(Stored items)
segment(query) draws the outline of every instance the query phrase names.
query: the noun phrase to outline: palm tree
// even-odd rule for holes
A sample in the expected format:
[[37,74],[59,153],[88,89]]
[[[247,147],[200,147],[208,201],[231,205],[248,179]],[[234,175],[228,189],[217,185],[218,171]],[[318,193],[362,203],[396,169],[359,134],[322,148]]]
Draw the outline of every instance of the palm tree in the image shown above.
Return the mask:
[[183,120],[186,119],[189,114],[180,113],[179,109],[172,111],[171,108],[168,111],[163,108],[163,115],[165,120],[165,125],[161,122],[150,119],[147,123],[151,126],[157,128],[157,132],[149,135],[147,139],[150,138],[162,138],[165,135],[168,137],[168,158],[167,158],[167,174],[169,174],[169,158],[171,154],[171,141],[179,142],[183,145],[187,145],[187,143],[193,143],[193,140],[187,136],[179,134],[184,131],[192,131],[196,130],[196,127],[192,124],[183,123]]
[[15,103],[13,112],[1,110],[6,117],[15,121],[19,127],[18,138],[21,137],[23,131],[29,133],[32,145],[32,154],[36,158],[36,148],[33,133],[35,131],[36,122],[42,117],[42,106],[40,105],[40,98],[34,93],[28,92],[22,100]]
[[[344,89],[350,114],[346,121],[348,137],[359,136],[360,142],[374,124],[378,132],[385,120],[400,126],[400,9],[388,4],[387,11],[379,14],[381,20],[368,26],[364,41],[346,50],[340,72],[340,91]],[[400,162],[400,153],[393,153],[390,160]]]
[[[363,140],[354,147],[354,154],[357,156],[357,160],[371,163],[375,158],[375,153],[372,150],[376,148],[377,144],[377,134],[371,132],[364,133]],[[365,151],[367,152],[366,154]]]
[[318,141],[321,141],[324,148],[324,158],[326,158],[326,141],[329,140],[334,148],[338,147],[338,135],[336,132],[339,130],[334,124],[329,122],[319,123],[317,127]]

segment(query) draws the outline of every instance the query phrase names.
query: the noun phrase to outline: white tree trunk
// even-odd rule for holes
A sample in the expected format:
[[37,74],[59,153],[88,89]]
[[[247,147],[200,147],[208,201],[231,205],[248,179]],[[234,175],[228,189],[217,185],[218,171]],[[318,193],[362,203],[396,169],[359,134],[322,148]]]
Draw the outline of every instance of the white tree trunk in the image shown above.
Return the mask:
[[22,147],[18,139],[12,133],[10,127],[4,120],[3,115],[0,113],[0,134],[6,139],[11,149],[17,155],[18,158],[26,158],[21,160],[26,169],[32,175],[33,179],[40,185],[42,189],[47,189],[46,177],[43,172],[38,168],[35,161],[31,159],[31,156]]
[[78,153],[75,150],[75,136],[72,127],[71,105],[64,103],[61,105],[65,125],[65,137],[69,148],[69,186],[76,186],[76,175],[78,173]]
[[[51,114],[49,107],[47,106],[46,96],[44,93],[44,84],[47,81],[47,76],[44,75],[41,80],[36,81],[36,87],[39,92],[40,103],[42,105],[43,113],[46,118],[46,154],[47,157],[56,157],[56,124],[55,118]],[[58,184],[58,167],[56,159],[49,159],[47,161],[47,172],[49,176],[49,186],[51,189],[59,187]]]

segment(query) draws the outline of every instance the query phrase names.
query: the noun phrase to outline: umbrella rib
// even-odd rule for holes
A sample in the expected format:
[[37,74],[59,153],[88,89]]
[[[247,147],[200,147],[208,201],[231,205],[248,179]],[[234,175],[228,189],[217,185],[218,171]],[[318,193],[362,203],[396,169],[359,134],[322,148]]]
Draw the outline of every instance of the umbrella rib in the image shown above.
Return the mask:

PROBLEM TO SOLVE:
Say, as a number only, how many lines of the data contain "outline".

RESPONSE AREA:
9